(Dataset rows)
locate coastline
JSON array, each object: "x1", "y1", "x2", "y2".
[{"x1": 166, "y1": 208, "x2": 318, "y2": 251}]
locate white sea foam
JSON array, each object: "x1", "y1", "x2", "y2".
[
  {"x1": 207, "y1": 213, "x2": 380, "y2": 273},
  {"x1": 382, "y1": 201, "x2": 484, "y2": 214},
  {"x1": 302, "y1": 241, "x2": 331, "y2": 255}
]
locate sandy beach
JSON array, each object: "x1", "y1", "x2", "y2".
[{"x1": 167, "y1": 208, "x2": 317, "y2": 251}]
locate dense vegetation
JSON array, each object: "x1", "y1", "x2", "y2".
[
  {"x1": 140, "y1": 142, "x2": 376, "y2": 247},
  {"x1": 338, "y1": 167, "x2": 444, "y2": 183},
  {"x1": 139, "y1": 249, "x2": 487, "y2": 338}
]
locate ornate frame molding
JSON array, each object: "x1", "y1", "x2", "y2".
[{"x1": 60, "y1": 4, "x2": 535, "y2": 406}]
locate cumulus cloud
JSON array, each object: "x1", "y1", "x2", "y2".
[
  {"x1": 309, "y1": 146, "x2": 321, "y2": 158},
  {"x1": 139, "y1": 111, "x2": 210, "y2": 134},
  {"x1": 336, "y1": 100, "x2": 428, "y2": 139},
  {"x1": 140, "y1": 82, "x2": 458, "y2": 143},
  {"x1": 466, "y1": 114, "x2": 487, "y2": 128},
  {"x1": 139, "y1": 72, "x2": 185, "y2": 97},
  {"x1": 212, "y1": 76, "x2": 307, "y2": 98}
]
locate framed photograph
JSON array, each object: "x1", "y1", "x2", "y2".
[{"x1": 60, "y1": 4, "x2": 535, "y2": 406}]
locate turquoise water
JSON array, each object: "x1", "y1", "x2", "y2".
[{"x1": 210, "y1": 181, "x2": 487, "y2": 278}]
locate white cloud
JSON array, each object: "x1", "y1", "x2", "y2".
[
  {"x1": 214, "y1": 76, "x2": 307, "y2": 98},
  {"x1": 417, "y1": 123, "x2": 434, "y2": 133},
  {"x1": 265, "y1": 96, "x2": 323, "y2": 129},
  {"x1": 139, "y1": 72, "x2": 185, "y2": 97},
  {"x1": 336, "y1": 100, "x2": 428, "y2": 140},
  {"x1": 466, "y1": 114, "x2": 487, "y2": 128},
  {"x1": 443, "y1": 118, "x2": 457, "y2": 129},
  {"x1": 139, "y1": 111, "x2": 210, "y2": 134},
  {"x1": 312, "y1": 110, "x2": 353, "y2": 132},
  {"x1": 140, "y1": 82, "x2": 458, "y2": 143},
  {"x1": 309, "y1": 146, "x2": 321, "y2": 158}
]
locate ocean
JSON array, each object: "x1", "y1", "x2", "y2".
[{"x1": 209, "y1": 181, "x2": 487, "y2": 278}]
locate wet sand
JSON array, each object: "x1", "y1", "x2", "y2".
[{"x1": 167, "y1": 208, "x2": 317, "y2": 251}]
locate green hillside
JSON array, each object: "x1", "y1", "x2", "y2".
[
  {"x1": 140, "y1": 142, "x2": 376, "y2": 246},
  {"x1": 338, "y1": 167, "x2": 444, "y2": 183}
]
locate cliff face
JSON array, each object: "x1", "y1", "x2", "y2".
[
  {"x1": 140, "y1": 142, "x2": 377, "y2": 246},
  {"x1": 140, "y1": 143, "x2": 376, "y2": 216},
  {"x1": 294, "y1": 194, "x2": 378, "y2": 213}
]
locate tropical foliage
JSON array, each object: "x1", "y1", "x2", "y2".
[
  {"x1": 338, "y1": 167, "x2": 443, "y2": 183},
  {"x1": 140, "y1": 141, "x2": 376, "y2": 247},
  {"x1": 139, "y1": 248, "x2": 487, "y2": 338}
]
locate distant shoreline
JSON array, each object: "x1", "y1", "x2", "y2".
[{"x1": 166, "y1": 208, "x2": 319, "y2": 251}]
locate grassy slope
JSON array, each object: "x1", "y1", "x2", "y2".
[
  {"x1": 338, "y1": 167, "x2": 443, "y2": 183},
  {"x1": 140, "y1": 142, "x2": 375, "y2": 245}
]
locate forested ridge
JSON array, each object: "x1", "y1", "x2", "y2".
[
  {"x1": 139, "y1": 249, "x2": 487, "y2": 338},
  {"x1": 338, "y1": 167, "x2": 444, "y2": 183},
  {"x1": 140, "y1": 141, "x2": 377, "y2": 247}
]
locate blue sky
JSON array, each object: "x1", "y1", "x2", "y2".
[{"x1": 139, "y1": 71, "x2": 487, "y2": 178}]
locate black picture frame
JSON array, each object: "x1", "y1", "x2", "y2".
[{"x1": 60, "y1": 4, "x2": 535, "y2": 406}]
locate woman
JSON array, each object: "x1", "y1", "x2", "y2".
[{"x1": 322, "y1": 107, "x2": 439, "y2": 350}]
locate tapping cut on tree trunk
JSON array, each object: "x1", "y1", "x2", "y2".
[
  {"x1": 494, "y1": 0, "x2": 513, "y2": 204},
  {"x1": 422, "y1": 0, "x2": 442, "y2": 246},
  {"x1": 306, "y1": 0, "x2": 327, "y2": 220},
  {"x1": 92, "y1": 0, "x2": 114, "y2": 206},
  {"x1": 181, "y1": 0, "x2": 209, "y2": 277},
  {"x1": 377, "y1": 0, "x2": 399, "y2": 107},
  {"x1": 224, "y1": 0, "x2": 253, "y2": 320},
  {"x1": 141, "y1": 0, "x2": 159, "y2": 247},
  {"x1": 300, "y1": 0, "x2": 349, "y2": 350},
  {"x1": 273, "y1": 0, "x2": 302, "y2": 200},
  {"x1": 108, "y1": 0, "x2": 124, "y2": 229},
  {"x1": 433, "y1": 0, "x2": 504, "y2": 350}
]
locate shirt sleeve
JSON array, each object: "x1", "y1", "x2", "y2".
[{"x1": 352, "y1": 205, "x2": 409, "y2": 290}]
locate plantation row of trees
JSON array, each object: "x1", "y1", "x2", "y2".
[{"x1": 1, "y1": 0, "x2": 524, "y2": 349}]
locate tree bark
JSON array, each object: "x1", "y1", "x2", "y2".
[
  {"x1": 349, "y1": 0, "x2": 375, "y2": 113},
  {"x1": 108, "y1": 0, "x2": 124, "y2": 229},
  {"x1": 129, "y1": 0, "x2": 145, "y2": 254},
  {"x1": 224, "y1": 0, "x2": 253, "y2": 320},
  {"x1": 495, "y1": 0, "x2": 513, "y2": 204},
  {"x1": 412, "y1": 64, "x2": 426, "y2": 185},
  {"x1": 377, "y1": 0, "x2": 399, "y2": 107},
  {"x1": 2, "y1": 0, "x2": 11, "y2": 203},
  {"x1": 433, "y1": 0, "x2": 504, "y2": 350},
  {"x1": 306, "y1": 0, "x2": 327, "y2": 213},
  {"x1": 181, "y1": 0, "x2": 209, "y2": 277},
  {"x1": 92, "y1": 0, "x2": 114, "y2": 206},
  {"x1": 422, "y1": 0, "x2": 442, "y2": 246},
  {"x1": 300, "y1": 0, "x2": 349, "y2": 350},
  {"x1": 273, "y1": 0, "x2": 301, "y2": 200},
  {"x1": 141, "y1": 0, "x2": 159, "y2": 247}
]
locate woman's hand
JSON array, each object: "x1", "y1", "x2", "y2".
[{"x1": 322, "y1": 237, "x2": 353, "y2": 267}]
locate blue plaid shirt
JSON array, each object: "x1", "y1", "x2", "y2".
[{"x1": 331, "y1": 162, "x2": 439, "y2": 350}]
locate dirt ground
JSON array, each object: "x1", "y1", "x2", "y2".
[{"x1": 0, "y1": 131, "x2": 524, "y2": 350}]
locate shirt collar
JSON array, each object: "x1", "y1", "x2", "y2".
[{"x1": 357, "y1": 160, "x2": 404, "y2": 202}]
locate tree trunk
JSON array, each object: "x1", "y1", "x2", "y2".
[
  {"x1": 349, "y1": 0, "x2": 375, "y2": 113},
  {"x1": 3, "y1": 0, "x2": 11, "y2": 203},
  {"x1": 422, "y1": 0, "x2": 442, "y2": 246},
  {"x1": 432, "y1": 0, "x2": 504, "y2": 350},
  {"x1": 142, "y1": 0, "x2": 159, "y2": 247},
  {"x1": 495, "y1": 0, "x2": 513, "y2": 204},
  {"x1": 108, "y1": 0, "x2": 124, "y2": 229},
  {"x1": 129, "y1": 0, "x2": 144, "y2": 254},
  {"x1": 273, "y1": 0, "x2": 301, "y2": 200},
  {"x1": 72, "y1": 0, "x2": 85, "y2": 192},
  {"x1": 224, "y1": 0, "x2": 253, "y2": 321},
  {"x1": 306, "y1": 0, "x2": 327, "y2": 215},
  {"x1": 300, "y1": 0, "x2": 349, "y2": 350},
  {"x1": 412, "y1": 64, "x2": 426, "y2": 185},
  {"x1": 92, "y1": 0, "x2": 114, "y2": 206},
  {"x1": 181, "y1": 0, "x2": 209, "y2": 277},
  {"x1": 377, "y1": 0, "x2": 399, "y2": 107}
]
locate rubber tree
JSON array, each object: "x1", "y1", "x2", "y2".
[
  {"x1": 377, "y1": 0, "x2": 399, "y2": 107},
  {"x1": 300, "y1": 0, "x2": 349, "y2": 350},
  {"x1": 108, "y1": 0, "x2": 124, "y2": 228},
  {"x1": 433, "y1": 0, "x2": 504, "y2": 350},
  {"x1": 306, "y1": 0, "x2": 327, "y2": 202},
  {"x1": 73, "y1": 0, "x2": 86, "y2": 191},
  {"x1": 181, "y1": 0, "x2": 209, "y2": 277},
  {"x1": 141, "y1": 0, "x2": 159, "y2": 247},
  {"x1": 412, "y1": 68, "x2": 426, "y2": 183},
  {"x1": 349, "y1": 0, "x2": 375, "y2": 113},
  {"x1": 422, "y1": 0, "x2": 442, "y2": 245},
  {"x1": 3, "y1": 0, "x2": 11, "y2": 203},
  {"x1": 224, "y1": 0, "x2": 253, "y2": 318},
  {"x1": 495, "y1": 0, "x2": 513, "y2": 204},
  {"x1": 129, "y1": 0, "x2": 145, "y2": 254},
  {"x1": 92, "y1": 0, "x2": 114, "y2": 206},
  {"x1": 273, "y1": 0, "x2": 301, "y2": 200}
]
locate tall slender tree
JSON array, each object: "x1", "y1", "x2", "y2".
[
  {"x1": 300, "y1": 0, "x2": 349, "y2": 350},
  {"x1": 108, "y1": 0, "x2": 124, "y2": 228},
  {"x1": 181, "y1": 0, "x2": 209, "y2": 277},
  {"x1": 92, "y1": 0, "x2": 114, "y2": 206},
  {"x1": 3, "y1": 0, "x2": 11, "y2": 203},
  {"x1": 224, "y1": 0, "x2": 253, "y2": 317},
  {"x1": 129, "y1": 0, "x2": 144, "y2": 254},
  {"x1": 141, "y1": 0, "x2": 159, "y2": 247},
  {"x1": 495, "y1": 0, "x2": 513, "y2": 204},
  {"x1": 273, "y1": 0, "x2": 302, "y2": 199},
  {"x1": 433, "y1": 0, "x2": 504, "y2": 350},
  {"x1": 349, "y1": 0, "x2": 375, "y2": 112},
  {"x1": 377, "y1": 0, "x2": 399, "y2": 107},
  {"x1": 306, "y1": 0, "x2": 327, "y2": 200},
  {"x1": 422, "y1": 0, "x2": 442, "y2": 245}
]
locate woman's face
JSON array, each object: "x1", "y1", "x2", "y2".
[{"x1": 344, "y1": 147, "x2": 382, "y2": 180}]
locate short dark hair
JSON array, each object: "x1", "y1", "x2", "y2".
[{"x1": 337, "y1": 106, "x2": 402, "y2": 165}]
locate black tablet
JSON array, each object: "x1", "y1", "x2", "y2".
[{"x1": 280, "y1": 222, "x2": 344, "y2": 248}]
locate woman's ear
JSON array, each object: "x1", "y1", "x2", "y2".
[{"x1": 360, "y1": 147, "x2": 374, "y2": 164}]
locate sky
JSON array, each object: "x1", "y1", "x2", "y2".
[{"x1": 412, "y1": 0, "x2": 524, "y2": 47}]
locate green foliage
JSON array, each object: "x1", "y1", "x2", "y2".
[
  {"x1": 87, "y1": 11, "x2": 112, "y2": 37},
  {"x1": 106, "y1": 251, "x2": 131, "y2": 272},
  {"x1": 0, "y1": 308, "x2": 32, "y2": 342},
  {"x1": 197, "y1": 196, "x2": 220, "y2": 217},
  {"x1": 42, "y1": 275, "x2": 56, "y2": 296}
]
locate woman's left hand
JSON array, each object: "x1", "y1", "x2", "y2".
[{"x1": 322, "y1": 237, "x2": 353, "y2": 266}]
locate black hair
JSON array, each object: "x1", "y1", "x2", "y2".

_INSTRUCTIONS TO FOLLOW_
Copy the lines from the one with "locate woman's left hand" through the end of the records, swapping "black hair" for "dark hair" and changing nothing else.

_FULL RESPONSE_
locate woman's left hand
JSON array, each object: "x1", "y1", "x2", "y2".
[{"x1": 322, "y1": 237, "x2": 353, "y2": 266}]
locate dark hair
JSON array, each object: "x1", "y1", "x2", "y2".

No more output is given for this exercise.